◆ Task inputs
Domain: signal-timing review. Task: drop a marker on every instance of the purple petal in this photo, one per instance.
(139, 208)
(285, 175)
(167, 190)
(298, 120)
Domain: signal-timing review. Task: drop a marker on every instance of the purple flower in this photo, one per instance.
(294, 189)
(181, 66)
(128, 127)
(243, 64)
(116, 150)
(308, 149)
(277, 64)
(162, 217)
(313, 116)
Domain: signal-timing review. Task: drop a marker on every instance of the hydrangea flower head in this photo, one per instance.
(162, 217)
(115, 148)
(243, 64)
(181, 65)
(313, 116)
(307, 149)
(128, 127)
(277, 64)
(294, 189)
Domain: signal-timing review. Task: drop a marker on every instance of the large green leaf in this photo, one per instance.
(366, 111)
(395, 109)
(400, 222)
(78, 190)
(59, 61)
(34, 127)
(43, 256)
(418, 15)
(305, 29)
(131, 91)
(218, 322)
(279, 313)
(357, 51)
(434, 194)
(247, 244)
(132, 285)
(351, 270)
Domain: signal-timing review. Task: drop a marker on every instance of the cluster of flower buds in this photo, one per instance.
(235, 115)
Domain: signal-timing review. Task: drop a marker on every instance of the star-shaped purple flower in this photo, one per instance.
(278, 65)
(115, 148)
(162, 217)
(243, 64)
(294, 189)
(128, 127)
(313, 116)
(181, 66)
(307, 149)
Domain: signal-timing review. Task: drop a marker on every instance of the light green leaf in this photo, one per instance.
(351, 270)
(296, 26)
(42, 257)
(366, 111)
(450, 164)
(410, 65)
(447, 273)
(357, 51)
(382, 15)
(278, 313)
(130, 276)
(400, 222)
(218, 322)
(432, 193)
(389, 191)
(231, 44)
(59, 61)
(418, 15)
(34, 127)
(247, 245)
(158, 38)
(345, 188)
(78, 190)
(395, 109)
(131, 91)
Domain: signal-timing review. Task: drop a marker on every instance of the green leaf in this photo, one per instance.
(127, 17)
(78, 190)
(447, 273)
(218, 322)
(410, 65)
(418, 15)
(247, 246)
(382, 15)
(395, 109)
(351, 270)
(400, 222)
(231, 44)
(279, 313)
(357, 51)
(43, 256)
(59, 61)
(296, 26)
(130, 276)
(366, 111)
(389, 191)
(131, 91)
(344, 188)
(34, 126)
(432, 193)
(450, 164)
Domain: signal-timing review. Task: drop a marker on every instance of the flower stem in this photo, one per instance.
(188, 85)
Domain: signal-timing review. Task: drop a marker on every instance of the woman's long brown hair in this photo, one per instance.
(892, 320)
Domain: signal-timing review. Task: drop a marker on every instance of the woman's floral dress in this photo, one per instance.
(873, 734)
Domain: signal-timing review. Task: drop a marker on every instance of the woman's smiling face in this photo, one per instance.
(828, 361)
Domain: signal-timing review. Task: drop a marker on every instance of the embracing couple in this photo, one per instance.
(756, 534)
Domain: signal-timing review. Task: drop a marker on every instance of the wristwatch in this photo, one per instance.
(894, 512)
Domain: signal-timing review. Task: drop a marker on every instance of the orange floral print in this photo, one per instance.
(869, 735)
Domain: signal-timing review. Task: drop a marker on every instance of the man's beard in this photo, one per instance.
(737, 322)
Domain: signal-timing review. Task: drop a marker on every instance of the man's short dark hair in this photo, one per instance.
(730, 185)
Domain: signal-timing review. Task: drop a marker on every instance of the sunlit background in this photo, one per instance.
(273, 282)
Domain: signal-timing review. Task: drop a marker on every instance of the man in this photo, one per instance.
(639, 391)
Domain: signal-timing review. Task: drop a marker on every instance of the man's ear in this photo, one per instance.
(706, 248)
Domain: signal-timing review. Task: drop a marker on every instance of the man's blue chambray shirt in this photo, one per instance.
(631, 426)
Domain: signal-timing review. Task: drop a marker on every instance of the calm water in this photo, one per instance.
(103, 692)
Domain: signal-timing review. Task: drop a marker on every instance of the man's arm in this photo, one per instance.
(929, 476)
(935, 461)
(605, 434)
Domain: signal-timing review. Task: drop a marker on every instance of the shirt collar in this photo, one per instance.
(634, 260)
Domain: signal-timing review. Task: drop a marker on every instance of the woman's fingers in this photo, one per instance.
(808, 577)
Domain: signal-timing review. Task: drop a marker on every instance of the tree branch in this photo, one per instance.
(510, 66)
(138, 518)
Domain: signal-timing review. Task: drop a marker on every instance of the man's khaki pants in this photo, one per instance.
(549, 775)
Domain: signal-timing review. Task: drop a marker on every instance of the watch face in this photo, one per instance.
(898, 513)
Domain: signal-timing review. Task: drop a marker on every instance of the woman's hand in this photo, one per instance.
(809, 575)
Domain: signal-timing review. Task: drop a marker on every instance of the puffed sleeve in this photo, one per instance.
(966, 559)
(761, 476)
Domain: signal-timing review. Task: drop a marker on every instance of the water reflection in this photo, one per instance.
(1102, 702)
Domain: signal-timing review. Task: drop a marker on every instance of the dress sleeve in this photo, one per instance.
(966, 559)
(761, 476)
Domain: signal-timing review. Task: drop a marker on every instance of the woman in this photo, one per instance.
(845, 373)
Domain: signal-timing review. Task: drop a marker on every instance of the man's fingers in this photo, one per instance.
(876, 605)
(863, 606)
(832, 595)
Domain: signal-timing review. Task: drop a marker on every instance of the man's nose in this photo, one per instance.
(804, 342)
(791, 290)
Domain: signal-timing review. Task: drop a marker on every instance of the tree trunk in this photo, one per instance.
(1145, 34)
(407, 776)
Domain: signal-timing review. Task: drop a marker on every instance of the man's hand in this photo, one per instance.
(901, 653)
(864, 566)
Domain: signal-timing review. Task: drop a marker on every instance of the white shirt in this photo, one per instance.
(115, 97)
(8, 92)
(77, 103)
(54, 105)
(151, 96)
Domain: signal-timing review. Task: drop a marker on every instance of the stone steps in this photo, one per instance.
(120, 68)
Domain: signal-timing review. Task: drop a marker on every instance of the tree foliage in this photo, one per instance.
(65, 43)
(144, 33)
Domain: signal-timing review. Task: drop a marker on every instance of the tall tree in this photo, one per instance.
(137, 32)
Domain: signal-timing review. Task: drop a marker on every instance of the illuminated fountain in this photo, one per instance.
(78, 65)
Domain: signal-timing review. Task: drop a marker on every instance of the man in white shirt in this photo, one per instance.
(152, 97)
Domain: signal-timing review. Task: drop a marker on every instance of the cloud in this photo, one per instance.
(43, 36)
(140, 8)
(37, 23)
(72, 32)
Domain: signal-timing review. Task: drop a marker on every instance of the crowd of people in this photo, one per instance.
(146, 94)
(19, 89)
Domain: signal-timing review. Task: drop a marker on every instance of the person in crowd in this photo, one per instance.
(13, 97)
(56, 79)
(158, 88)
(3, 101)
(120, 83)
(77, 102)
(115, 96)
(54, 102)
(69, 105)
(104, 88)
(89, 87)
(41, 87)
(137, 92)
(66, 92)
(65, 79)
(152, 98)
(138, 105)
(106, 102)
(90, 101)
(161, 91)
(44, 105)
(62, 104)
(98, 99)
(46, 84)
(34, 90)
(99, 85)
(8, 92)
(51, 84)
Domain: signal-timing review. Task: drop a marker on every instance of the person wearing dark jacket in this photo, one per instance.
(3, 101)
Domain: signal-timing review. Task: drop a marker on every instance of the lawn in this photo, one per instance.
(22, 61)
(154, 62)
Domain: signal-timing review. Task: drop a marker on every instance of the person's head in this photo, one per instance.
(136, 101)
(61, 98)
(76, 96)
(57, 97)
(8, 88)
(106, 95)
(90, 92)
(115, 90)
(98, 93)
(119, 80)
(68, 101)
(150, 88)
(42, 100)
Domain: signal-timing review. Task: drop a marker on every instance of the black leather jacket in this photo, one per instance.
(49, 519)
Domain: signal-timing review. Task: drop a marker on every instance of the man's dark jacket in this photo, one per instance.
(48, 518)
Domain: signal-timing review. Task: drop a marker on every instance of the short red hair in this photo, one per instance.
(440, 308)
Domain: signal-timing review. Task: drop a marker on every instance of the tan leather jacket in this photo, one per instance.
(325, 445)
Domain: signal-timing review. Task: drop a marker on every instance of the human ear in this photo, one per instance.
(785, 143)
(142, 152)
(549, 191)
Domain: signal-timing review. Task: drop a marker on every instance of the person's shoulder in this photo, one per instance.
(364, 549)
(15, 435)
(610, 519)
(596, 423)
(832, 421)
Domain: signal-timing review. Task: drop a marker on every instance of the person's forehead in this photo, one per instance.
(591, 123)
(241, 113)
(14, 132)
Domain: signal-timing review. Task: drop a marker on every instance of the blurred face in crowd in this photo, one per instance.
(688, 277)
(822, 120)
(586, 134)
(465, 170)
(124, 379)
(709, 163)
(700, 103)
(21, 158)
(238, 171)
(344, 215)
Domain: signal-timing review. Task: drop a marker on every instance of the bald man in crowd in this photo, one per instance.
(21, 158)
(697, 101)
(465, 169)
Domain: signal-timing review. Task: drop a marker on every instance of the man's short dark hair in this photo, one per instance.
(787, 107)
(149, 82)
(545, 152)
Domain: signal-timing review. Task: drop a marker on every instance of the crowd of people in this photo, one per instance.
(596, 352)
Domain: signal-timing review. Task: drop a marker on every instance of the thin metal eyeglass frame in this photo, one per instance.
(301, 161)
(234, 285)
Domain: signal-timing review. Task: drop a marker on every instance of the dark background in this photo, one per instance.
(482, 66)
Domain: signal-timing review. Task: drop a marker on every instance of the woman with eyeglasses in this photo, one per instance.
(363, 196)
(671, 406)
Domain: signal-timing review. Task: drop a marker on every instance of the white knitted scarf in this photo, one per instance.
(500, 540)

◆ Direction
All lines from the one containing "forehead in this photo, one per instance." through the end of the records, both ends included, are to be quoted exactly; please add nothing else.

◆ Written answer
Domain: signal-timing review. Task: drop a marker on every instance of the person's forehead in this photo, one per instance.
(591, 123)
(241, 113)
(14, 132)
Domain: signal-timing review. Task: drop a marker on every instance of the blurred face in crowd in this photo, one per instance.
(688, 277)
(822, 120)
(586, 134)
(465, 170)
(124, 379)
(709, 163)
(700, 103)
(21, 158)
(238, 171)
(344, 215)
Domain: signal-timing review. Task: drop a marker on every instance of the bald man in crowd in this photo, one per instance.
(21, 158)
(697, 101)
(465, 169)
Domain: signal-timing review. Task: drop a marker on every instance of the man's short dark hair in this photo, one per instance.
(787, 107)
(149, 82)
(545, 152)
Domain: signal-timing review. Task: drop a marker on every instance of the crowd of people in this photo, one per instance.
(596, 352)
Domain: signal-timing review. Task: drop a marker on every instance of the thin metal eyeglass frame in this photo, one per instance.
(301, 161)
(234, 285)
Domain: signal-timing review. Task: drop a marker on every instance of the dark background in this photo, one per instance.
(482, 66)
Domain: signal-timing review. Task: drop a marker on every instance of the woman with eyeglasses in this photo, one per instance.
(363, 196)
(671, 406)
Domain: signal-timing review. Task: drop a marker on every instance of the white knitted scarf in this photo, one per instance.
(500, 540)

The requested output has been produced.